> [Quoted passage]:
+ + + + +

Hillhouse v. Dunning

6 Conn. 391 | Conn. | 1827

Peters, J.

A libel is a malicious defamation, expressed in print or writing, or by signs or pictures, tending to blacken the memory of the dead, with an intent to provoke the living, or to injure the reputation of one who is alive, and thereby expose him to public hatred, contempt or ridicule. A vein of irony runs throughout this publication ; but understanding it, as the rest of mankind do, (Rex. v Horne, Cowp. 688.) the whole turn of expression insinuates, that the plaintiff has been guilty of perjury, and renders him ridiculous and contemptible.

The declaration contains ten specifications of libellous matter, with the explanatory innuendoes, which the jury have found to have been made and published, by the defendant, falsely and maliciously, of and concerning the plaintiff with the meaning and intent alleged in the declaration. If either of these specifications is sufficient, the judgment below must be affirmed.

+ + + + +

> [Record extracts]:
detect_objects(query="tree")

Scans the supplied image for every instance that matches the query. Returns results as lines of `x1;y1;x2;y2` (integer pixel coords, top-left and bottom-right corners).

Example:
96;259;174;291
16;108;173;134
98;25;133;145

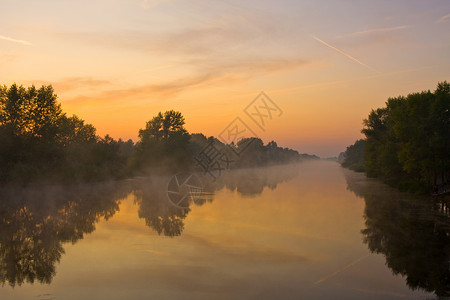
362;82;450;190
132;110;190;171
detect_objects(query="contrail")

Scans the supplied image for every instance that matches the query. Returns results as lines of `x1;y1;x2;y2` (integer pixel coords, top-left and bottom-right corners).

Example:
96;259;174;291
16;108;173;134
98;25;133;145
0;35;31;45
313;36;380;73
314;254;370;285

+ + + + +

> [Requests]:
a – Rewrite the passage of the libel opinion that begins at the words "The declaration contains" and stops after "must be affirmed.", changing "jury" to "court".
b – Rescale the listing: reproduce every line of it, leaving out only the pictures. Multiply each bounding-box coordinate given as an answer by 1.55 and round to whole numbers, with halves rounded up, keeping the sample coordinates under "Example" unchanged.
The listing and the libel opinion come from separate, unrelated sources.

> [Complete answers]:
a –
The declaration contains ten specifications of libellous matter, with the explanatory innuendoes, which the court have found to have been made and published, by the defendant, falsely and maliciously, of and concerning the plaintiff with the meaning and intent alleged in the declaration. If either of these specifications is sufficient, the judgment below must be affirmed.

b –
detect_objects(query="tree")

Scans the supplied image for every instance that matches the query. Returns results as lines of `x1;y1;x2;y2` (integer pixel coords, top-left and bottom-right corners).

Example:
96;259;174;291
16;108;173;134
98;25;133;145

561;127;698;295
205;171;295;265
detect_objects(query="contrail")

Scans the supplied image for every instance that matches the query. Returns results as lines of `x1;y1;x2;y2` (integer pixel coords, top-left and bottom-right corners).

Example:
96;259;174;291
16;108;173;134
98;25;133;145
0;54;48;70
485;56;589;113
487;394;574;442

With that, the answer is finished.